— Begin —

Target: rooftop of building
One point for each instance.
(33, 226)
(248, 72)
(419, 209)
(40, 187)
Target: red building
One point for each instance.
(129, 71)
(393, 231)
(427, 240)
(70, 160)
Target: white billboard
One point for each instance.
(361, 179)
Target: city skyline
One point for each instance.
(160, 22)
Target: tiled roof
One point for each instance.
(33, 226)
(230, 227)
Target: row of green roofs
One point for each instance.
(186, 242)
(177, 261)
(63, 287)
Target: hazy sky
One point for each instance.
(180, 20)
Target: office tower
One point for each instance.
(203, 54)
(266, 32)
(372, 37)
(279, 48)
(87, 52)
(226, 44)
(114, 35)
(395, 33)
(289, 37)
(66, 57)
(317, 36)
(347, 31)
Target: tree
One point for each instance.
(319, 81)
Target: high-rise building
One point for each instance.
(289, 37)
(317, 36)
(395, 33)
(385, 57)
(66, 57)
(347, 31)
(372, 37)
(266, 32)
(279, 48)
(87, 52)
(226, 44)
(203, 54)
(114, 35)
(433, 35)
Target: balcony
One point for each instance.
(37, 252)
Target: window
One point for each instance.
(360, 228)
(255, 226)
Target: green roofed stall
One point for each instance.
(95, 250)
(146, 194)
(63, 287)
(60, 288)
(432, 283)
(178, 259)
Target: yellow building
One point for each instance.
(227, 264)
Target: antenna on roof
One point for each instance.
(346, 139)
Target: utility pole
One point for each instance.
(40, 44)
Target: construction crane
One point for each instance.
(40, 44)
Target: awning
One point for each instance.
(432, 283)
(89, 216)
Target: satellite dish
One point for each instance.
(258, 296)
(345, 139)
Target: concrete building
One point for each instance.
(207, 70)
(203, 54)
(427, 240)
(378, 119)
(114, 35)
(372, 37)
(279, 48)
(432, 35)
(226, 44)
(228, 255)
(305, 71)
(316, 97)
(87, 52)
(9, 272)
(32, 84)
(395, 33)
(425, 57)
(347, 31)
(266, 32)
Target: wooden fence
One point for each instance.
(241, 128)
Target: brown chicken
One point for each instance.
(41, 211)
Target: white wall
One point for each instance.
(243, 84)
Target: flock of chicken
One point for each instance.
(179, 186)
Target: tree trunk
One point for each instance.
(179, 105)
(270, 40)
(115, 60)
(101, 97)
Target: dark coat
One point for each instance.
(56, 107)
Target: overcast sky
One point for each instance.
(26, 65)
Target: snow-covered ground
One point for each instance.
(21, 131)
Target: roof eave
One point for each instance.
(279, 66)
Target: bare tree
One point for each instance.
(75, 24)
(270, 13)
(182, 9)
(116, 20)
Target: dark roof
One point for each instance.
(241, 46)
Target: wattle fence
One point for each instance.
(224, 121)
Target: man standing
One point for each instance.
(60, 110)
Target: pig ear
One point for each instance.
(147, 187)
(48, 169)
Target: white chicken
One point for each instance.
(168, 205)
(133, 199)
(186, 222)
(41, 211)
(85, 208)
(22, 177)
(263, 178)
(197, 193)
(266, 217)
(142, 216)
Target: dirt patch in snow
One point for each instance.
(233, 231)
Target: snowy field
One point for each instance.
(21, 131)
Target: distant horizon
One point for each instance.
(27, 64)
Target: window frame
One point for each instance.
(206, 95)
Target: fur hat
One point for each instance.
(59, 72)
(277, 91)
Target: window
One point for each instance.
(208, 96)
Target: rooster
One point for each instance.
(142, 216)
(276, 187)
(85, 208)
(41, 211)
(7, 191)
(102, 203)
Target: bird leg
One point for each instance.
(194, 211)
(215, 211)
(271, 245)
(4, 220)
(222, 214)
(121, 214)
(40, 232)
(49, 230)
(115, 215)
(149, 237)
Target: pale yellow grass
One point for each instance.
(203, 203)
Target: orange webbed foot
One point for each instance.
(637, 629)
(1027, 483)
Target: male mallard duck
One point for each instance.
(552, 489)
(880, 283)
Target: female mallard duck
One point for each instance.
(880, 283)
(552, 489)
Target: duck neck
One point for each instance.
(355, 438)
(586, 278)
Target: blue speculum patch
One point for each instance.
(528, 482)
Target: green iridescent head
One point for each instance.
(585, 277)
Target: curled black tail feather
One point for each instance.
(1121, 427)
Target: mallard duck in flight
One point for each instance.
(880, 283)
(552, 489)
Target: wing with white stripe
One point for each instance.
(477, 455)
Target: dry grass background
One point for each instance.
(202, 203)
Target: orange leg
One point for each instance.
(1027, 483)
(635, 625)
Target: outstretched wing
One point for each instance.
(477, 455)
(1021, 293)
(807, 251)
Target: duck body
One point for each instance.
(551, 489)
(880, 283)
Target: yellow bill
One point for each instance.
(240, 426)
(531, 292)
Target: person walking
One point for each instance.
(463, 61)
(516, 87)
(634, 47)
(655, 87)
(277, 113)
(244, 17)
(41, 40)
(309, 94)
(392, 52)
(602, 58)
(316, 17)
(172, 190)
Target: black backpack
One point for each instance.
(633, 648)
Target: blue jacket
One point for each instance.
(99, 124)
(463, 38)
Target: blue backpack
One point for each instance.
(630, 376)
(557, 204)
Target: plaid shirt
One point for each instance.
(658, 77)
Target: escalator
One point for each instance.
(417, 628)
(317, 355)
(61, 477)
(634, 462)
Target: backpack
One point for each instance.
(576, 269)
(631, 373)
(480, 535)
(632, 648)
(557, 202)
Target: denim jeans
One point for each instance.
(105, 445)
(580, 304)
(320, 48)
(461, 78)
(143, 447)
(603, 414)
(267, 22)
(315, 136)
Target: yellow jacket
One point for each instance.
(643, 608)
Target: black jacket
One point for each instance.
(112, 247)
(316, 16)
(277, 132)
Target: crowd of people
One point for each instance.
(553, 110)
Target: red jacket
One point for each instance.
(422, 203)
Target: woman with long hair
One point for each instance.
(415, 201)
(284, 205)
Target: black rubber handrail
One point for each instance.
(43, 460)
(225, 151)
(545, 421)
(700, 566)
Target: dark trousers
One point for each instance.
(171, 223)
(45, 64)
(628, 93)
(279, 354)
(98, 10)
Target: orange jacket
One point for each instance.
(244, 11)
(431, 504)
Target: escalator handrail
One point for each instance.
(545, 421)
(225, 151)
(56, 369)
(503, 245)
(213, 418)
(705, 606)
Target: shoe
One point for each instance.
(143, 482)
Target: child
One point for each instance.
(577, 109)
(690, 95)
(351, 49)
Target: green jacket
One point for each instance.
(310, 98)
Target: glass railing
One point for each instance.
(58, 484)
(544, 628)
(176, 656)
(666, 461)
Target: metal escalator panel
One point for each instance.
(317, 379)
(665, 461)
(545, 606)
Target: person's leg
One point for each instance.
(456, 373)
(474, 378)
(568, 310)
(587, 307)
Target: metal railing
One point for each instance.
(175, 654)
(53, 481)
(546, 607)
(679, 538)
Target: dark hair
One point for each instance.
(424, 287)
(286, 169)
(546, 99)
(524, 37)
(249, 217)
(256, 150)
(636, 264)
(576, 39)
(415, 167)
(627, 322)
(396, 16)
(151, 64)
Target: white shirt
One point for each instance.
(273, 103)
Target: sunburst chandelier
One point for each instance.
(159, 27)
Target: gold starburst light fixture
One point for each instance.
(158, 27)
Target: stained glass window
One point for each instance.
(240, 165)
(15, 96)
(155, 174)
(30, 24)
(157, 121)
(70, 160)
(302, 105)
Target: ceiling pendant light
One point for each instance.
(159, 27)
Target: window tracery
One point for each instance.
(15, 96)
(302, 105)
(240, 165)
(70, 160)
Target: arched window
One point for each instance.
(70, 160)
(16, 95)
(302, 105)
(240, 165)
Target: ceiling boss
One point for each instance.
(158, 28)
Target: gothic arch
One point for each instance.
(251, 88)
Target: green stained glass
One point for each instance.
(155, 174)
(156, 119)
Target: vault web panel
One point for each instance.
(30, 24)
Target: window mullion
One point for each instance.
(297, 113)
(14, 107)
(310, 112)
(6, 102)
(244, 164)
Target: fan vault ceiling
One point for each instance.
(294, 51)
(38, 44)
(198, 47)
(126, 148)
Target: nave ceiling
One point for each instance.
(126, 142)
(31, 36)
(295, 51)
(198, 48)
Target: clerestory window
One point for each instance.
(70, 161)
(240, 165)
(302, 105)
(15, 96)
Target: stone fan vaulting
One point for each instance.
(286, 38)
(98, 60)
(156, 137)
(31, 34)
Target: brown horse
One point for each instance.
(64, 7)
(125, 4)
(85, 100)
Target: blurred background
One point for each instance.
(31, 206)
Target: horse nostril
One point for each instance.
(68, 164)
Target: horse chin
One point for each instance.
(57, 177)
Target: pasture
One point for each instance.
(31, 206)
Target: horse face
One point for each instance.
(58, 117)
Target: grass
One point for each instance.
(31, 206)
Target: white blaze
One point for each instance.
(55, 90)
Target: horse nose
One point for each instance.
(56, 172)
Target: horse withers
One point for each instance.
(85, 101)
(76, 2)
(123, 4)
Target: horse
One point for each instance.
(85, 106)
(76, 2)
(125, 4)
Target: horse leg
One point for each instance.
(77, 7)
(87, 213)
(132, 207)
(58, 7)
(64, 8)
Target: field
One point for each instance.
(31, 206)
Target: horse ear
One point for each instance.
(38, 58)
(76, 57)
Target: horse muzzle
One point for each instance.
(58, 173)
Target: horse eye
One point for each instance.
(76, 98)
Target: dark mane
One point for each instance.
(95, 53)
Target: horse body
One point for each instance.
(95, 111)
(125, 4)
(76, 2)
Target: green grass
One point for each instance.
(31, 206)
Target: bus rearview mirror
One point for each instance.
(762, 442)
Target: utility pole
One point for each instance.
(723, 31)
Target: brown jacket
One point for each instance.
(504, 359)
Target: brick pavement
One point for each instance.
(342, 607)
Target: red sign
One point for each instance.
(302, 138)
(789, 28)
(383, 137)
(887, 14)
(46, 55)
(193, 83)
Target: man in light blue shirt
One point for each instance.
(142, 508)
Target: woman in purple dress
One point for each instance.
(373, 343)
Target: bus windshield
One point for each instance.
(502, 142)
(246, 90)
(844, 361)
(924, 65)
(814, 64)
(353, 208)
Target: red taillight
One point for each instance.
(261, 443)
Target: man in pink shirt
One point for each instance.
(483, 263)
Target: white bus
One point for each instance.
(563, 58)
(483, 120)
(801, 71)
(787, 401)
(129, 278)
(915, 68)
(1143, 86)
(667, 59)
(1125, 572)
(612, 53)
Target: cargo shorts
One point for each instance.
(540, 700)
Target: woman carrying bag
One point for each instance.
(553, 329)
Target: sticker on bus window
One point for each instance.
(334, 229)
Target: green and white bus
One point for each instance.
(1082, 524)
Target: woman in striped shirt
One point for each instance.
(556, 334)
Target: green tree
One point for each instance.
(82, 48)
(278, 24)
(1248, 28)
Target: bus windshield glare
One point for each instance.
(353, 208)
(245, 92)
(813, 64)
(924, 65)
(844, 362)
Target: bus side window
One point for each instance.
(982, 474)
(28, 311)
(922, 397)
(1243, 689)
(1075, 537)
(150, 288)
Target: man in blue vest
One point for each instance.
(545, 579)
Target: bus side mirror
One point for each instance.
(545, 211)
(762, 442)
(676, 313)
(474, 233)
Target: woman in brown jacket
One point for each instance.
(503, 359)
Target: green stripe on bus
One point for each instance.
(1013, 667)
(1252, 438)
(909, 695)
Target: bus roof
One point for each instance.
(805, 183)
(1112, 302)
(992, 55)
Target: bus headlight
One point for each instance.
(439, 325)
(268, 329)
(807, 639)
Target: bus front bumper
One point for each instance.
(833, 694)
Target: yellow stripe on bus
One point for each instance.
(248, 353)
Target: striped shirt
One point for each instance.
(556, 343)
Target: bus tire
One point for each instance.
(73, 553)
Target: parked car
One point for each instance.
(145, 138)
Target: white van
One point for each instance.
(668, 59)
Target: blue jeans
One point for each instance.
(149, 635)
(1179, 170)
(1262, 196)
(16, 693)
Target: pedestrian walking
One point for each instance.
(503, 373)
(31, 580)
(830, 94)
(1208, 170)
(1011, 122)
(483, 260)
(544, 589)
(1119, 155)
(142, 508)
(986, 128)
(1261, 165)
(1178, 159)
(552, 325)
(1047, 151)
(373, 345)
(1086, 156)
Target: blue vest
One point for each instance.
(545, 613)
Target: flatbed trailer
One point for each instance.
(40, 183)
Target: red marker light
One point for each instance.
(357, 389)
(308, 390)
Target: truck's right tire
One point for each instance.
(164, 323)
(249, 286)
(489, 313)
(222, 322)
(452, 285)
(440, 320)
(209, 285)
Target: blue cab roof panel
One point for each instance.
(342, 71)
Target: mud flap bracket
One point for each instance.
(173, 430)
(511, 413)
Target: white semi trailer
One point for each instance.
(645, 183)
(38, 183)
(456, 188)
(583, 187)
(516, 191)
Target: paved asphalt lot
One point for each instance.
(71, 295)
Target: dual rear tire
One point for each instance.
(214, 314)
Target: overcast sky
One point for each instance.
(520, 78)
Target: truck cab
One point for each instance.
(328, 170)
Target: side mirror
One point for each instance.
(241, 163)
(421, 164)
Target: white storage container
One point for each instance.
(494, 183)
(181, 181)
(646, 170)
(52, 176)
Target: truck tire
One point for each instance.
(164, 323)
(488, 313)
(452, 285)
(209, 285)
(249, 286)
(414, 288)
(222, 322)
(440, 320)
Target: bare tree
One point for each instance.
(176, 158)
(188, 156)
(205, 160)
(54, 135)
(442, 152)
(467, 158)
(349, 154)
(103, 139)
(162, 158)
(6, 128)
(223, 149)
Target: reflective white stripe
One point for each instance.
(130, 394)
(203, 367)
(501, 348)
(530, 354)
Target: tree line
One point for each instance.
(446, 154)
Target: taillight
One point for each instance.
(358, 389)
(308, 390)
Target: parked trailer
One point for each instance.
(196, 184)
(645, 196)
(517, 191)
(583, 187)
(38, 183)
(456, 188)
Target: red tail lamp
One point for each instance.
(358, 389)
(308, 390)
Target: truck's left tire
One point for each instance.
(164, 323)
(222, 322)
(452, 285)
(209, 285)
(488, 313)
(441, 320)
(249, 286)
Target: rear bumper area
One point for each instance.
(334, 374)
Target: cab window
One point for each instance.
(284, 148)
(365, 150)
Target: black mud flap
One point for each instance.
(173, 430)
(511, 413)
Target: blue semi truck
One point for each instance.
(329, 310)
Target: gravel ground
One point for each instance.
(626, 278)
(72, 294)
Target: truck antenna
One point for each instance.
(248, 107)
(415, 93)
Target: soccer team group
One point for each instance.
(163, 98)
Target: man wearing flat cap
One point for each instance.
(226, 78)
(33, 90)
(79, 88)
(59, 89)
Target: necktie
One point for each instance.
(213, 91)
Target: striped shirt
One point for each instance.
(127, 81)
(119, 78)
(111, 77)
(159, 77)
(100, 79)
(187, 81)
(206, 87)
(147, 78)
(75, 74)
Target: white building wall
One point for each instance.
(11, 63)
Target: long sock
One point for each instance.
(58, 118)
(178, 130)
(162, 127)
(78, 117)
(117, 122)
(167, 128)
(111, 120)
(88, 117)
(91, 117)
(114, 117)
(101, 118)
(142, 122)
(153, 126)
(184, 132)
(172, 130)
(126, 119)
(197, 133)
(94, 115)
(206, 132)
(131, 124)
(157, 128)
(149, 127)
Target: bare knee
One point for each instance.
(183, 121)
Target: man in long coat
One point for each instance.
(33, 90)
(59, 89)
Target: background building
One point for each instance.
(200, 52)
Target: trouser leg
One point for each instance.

— End —

* _Exercise brief_
Print again the material above, limited to the lines from the one holding "Target: white building wall" through the last, inclusive.

* _Exercise solution_
Target: white building wall
One point for each instance.
(11, 63)
Target: long sock
One point for each instance.
(58, 118)
(178, 130)
(162, 127)
(78, 117)
(117, 122)
(167, 128)
(111, 120)
(88, 117)
(91, 117)
(114, 117)
(101, 118)
(142, 122)
(153, 126)
(184, 132)
(172, 130)
(126, 119)
(197, 133)
(94, 115)
(206, 132)
(131, 124)
(157, 128)
(149, 127)
Target: bare knee
One point for each instance.
(183, 121)
Target: man in long coat
One point for each instance.
(33, 90)
(59, 89)
Target: background building
One point for each instance.
(200, 52)
Target: trouser leg
One point for each instance.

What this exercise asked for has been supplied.